(Dataset rows on where objects appear)
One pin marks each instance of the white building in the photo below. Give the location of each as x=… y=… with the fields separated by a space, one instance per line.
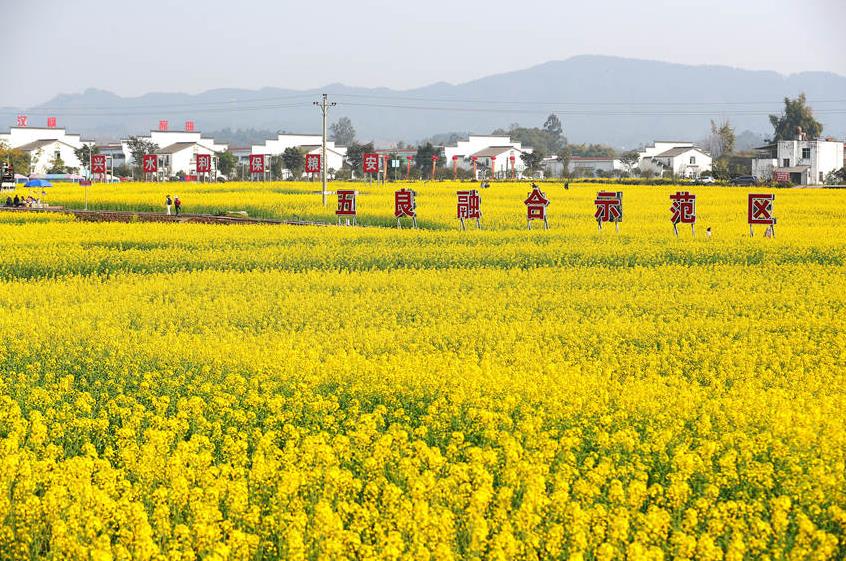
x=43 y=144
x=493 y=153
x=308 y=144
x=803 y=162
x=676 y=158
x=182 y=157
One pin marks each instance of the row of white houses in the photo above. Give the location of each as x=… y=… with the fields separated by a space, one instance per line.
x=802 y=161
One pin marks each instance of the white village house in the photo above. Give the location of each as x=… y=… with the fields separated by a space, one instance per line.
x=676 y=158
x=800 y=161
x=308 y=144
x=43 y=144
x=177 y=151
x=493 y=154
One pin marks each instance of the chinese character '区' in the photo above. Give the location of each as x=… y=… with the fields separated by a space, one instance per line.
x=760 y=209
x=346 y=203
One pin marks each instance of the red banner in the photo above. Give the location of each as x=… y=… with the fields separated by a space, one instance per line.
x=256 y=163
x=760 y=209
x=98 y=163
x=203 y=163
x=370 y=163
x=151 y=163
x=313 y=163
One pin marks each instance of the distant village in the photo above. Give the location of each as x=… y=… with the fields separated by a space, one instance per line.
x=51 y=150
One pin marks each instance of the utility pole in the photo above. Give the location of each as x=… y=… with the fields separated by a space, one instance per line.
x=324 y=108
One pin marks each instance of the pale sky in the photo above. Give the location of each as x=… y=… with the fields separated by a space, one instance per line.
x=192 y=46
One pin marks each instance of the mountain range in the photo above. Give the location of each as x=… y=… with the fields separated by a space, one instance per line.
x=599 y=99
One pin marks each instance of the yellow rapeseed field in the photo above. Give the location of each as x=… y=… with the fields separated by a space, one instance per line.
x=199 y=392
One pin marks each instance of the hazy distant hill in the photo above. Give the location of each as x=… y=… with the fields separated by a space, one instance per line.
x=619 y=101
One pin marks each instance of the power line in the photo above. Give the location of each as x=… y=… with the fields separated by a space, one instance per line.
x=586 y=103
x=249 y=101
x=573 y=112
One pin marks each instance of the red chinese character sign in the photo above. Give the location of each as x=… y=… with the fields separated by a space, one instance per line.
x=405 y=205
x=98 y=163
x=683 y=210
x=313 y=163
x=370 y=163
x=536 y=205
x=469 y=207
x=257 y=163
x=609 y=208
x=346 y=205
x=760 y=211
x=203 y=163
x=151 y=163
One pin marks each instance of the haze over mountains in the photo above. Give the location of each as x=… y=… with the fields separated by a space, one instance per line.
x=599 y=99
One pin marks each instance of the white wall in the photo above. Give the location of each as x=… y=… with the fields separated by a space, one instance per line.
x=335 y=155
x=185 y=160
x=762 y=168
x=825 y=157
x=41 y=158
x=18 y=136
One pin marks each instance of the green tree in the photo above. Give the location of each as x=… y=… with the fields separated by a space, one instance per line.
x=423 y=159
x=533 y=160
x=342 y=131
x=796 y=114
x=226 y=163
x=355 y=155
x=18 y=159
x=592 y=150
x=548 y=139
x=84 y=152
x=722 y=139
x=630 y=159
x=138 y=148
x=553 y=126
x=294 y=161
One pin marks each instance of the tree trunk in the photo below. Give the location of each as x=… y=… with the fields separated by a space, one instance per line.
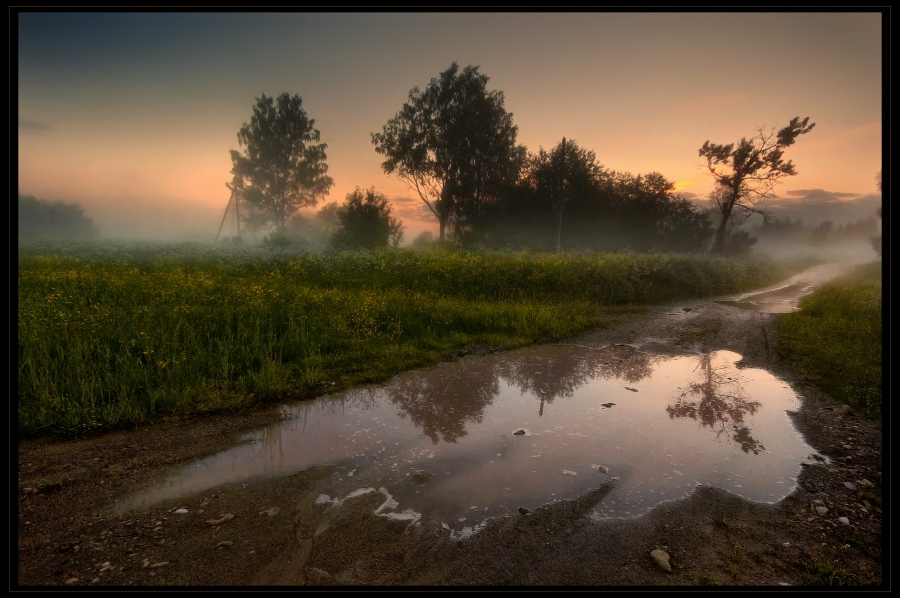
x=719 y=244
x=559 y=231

# What is expected:
Can you output every line of the records above word for word, leaving out the pictures?

# Result:
One pin marks each instance of the white building in the photo below. Give the location of each as x=… y=… with the fields separated by a space, one instance per line.
x=43 y=144
x=493 y=153
x=308 y=144
x=803 y=162
x=676 y=158
x=182 y=157
One pin marks each instance of the row of white houses in the photo above. Give the location of each as x=… y=… with the fields separated by a space, one instance per line.
x=802 y=161
One pin marks each instance of the white village house in the photo above. Give the location of each as x=… y=… with the fields separated by a space, one instance per line.
x=676 y=158
x=800 y=161
x=308 y=144
x=43 y=144
x=177 y=151
x=493 y=154
One pin marks each instance of the chinese character '区' in the photo above. Give the location of each as x=… y=… with the fields separated by a space, one instance per line.
x=760 y=209
x=346 y=203
One pin marks each instance of the red banner in the photo above. Give the location of each as x=… y=… with the fields separated by a space, one instance per line.
x=256 y=163
x=760 y=209
x=98 y=163
x=203 y=163
x=370 y=163
x=151 y=163
x=313 y=163
One pin marks each instance of the distant village in the photo above. Give the location of each as x=… y=… with the fields separated by a space, one instance per line.
x=51 y=150
One pin marks each instance of the utility pole in the photo above. Give the location of each as x=… y=… with the fields separated by a space, one instance per line.
x=324 y=108
One pin marks each instance of the pale sky in the photo above. Give the location of each as x=… y=… with the fields separated by a space, one instance per line.
x=192 y=46
One pin marks each instance of the mountain range in the photo above. Give the location of each as x=… y=… with the fields separated by a space, one instance per line.
x=599 y=99
One pin marks each instance of the yellow rapeseed field in the photo above. Give the location of each as x=… y=… with the fields separated by a space, one instance per line.
x=199 y=392
One pin marks each instance of the hazy distant hill in the photo above. Give the location of each as x=… y=… with the fields separated by a space, one instance per line.
x=619 y=101
One pin marks each instance of the power line in the photo above. Give the location of each as x=… y=… with the fields separated by a space, one instance per line.
x=586 y=103
x=249 y=101
x=573 y=112
One pin marks each instance of the red chinese character sign in the photo above. Give the location of each as x=… y=… with the fields separated by a space, one instance per line.
x=405 y=205
x=98 y=163
x=683 y=210
x=313 y=163
x=370 y=163
x=536 y=205
x=469 y=207
x=257 y=163
x=609 y=208
x=346 y=205
x=760 y=211
x=203 y=163
x=151 y=163
One pin marks each instance of the haze over mountains in the photo above. Give the location of each as x=… y=… with the fields separated by a space, one instance per line.
x=599 y=99
One pin marks each instance of the white wall in the photo above. Give the location of each as x=… y=… with the fields separated by a space, one instance per line.
x=335 y=155
x=185 y=160
x=762 y=168
x=825 y=157
x=41 y=158
x=18 y=136
One pin marks each instance of the green tree in the photo above. Give the location of each as x=… y=… with the fields separated by a space, one instance per line.
x=423 y=159
x=533 y=160
x=342 y=131
x=796 y=114
x=226 y=163
x=355 y=155
x=18 y=159
x=592 y=150
x=548 y=139
x=84 y=152
x=722 y=139
x=630 y=159
x=138 y=148
x=553 y=126
x=294 y=161
One pin marks each instance of the tree trunk in the photo below. Give the location of each as x=… y=… with the fields separated by a space, one instance per line.
x=719 y=244
x=559 y=231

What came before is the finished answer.